**Document text**.
= = = =

Whitmer and Nessel have been communicating with tribes about their casinos plans for several weeks, following a dispute that caused one Michigan tribe to delay its reopening for nearly two weeks.  

In Michigan’s Upper Peninsula, the Island Resort and Casino, owned and operated by the Hannahville Indian Community, announced plans to reopen on May 6. The tribe changed its plans after it received a letter from Nessel and the Menominee County Prosecutor Jeffrey T. Rogg. 

In the letter, Nessel and Rogg told the tribe it should limit the resort and casino’s operations; otherwise, the tribe’s enrolled members living off reservation and customers could be cited and subject to civil and criminal penalties.  

The Island Resort and Casino eventually opened on May 16, though it did so quietly. Asked about the reopening, a spokesperson for the Michigan AG declined to comment.

= = = =

Source records
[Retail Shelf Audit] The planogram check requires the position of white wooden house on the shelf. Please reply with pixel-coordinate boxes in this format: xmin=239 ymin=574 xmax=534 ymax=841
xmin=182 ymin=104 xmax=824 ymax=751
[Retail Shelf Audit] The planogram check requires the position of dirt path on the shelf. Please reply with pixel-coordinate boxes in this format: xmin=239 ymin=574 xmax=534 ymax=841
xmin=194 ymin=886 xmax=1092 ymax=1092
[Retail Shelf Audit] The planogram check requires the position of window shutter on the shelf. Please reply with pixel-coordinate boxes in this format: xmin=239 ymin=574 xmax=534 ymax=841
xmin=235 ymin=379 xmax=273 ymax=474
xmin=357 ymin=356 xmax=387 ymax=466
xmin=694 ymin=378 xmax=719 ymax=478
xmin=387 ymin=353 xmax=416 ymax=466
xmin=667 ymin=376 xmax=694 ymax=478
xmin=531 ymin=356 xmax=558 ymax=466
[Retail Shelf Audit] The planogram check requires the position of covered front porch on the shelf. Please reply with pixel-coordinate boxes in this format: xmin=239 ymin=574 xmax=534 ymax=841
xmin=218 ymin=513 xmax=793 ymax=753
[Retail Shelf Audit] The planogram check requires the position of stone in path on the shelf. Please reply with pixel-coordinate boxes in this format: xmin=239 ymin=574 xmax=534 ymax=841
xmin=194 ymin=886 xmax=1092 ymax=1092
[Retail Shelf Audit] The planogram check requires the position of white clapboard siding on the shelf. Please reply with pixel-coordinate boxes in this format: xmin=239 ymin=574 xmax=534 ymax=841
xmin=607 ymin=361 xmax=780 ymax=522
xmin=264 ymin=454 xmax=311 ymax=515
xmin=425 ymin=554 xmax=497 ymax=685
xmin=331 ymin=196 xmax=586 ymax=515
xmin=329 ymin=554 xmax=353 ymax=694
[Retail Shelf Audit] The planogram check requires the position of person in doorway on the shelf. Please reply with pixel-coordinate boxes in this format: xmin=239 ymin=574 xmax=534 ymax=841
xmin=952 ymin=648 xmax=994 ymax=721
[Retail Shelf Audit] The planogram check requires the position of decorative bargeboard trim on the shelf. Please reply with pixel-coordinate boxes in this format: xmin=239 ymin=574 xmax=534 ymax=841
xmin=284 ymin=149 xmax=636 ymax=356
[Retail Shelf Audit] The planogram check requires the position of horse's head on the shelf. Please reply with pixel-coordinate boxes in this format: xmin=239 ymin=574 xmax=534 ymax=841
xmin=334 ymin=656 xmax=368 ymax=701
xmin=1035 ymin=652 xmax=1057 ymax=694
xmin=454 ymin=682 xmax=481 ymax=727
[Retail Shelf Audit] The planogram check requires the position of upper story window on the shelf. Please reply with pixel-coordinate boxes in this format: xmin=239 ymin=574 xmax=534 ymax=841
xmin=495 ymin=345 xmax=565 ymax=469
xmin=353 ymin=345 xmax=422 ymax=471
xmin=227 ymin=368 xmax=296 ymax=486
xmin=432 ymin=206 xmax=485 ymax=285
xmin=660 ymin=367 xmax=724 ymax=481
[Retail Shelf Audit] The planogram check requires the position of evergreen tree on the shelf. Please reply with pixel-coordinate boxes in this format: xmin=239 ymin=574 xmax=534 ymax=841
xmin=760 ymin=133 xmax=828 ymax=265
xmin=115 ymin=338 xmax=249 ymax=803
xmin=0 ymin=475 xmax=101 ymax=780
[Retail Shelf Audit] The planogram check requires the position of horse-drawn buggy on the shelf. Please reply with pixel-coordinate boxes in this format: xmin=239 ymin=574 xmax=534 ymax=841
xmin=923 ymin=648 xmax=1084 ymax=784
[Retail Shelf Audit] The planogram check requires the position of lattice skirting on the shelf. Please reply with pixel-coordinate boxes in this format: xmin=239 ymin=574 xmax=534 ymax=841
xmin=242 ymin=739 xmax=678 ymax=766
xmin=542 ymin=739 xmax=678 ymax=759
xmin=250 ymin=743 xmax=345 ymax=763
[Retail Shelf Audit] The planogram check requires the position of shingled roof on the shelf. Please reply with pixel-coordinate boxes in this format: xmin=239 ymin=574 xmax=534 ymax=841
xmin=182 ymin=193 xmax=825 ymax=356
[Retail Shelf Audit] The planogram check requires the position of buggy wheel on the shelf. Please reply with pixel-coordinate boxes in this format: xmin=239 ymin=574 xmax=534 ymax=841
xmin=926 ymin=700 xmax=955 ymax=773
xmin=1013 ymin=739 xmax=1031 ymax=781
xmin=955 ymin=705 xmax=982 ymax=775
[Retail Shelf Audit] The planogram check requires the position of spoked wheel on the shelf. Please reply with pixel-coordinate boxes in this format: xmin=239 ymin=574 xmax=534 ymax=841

= = = =

**Objectives**.
(1) In the Michigan casino text, on what date did the Island Resort and Casino eventually open?
(2) Check each statement against the Michigan casino text and mark it yes or no, quoting the words that decide it: (a) The Island Resort and Casino is owned by the Hannahville Indian Community. (b) The letter to the tribe came from Nessel alone. (c) A spokesperson for the Michigan AG commented on the reopening.
(3) Pick up the Michigan casino text after its last sentence and carry it forward.

**Expected responses**.
(1) May 16.

(2)
(a) Yes: "owned and operated by the Hannahville Indian Community"
(b) No: "a letter from Nessel and the Menominee County Prosecutor Jeffrey T. Rogg"
(c) No: "a spokesperson for the Michigan AG declined to comment"

(3)
This week, other Michigan tribes began to reopen.  The Saginaw Chippewa Indian Tribe reopened the Soaring Eagle Casino and Resort and the Saganing Eagles Landing Casino and Hotel today for special guests.  On Monday the properties will open to the general public, according to a tribal Facebook post.    

Three other Michigan tribes — the Nottawaseppi Huron Band of Potawatomi, the Grand Traverse Band of Ottawa and Chippewa Indians and the Sault Ste. Marie Tribe of Chippewa Indians — plan to reopen their casinos on June 1. The Gun Lake Tribe in western Michigan said it plans to reopen its Gun Lake Casino on June 8.